Exercise directions> Copy out verbatim everything in the data below, from the line containing "Point out ornamental" down to the last line of the data.

Record list>
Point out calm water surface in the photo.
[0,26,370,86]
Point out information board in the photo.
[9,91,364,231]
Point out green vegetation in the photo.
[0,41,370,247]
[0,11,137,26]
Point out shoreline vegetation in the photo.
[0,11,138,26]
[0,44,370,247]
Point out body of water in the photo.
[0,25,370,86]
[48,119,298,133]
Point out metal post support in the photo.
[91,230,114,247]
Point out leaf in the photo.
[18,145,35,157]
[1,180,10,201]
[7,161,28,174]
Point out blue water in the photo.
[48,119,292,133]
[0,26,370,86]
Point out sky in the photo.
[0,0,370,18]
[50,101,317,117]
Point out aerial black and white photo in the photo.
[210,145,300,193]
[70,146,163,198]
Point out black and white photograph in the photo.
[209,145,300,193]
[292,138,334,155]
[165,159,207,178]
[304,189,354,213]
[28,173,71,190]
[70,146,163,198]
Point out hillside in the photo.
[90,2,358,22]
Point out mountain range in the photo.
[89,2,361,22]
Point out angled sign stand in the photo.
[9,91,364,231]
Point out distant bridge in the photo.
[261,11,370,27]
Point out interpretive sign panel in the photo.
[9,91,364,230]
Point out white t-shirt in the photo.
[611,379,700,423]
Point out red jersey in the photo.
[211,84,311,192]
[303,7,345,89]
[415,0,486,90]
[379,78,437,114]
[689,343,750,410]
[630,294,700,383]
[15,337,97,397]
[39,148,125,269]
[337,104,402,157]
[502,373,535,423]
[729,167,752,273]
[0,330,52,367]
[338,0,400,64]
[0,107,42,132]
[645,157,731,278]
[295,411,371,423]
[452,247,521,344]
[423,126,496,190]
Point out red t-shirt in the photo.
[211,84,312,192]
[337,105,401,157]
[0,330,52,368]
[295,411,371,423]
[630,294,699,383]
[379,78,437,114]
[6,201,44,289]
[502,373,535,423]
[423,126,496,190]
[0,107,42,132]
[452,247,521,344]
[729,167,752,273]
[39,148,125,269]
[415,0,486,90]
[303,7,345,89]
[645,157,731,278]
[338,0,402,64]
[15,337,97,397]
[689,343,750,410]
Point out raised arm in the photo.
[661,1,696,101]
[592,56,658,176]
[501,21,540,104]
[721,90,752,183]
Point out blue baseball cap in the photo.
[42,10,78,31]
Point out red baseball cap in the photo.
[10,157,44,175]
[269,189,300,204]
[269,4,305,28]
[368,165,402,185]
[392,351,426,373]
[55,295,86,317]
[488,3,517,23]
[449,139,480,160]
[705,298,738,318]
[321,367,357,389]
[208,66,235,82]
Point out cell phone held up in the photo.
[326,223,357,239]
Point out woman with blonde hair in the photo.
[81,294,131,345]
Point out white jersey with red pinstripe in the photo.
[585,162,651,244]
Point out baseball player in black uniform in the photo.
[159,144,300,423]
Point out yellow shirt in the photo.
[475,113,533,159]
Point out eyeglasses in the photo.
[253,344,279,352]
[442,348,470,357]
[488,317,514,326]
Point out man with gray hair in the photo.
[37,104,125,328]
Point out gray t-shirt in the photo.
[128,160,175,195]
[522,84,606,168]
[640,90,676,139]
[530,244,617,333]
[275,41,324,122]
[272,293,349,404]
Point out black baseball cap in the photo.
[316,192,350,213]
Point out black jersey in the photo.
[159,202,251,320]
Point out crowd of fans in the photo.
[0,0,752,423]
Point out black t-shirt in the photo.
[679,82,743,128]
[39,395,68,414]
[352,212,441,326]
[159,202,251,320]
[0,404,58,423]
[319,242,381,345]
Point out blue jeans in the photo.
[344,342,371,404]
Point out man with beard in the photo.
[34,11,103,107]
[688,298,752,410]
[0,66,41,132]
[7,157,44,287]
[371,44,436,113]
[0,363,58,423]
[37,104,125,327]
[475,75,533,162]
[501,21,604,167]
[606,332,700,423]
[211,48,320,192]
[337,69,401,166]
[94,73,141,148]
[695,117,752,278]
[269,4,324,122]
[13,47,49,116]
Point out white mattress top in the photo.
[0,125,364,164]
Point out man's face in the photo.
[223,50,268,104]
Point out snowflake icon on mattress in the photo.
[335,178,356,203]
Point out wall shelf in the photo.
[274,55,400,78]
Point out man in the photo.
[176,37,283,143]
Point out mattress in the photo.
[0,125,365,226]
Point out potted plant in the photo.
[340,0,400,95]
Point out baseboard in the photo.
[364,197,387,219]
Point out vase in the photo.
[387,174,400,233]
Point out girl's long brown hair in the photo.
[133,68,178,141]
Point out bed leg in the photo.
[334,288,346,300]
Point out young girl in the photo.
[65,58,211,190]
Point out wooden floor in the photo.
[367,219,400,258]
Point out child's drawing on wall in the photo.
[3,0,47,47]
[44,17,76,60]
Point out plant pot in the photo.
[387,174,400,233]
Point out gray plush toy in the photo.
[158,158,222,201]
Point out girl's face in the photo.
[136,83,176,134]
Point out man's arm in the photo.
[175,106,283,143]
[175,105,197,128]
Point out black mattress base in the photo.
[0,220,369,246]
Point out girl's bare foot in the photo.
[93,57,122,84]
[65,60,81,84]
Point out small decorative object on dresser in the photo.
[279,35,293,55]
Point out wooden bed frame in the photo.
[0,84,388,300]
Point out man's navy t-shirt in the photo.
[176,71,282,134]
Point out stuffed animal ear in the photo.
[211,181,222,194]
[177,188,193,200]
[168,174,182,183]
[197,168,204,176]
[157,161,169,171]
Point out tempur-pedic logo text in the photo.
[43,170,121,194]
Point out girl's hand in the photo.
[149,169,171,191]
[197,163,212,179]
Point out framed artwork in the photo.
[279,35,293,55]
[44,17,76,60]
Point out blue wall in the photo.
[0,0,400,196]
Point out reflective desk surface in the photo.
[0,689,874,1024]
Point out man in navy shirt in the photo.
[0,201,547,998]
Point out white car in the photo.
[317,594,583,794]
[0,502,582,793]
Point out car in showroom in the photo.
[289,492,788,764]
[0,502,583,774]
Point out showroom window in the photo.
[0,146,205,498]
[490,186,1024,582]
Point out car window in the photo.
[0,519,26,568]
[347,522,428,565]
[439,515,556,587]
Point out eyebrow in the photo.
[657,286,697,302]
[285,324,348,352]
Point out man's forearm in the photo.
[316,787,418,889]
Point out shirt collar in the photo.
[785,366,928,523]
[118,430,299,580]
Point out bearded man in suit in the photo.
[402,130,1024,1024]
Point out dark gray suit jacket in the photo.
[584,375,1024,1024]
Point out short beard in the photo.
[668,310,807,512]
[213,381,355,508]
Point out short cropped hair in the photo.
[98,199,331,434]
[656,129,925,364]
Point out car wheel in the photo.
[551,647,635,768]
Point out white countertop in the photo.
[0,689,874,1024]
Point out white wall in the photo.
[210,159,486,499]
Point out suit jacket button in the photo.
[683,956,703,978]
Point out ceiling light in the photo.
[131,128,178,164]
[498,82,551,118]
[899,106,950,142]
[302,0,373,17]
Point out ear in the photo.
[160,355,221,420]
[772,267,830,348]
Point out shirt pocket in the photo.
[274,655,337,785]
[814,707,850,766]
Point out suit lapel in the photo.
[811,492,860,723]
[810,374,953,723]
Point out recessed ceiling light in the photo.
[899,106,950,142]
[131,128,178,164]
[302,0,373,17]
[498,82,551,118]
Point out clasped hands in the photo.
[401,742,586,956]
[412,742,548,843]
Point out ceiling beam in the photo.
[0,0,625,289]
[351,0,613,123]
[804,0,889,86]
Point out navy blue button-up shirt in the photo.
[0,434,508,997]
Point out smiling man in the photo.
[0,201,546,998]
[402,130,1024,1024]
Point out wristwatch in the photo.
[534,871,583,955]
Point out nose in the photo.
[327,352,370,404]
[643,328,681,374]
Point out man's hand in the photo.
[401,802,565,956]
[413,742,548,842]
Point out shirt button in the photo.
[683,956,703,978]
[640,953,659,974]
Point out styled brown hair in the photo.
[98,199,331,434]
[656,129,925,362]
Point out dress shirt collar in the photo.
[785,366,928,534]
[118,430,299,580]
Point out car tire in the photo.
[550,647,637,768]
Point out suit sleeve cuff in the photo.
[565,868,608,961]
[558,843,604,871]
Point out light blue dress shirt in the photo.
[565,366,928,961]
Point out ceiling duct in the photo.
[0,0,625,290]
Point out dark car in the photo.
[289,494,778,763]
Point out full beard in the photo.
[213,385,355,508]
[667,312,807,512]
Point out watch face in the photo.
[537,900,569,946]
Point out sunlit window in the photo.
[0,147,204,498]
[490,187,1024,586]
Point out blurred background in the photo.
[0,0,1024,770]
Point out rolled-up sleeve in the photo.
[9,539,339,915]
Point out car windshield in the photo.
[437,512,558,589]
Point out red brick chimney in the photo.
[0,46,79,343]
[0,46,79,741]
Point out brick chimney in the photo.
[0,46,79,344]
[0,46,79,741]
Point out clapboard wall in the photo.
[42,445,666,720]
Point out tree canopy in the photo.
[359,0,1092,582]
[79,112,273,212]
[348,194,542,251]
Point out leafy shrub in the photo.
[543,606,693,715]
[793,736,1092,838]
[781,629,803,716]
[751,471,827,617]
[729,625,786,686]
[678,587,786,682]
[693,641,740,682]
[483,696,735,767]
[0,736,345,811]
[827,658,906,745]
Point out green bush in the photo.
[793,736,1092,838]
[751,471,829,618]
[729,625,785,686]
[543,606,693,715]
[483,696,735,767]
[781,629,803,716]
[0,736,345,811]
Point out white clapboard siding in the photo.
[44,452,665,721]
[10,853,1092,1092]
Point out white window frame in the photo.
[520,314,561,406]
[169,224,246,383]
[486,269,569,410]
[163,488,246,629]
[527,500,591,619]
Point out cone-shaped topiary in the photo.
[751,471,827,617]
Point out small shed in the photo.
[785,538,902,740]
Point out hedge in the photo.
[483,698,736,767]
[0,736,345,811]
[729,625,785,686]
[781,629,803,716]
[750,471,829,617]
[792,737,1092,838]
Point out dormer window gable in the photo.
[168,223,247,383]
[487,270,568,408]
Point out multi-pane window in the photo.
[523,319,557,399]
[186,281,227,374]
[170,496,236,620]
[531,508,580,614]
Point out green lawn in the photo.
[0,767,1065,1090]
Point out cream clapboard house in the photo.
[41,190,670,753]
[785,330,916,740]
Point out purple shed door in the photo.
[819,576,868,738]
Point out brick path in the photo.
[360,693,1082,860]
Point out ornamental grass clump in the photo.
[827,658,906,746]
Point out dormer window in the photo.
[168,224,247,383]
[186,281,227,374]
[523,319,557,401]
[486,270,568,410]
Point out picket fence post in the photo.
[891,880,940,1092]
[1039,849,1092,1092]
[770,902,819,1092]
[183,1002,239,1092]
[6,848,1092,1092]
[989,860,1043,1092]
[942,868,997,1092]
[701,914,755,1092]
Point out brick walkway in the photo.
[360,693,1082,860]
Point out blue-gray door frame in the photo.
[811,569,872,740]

Solution>
Point out ornamental grass clump in the photo.
[827,658,906,746]
Point out dormer window in the photo.
[168,224,247,383]
[186,281,227,374]
[523,319,557,401]
[486,270,568,410]
Point out picket fence post in the photo.
[891,880,940,1092]
[1039,849,1092,1092]
[770,902,819,1092]
[183,1002,239,1092]
[6,848,1092,1092]
[989,860,1043,1092]
[942,868,997,1092]
[701,914,755,1092]
Point out brick walkway in the photo.
[360,693,1082,860]
Point out blue-gray door frame in the photo.
[811,569,872,740]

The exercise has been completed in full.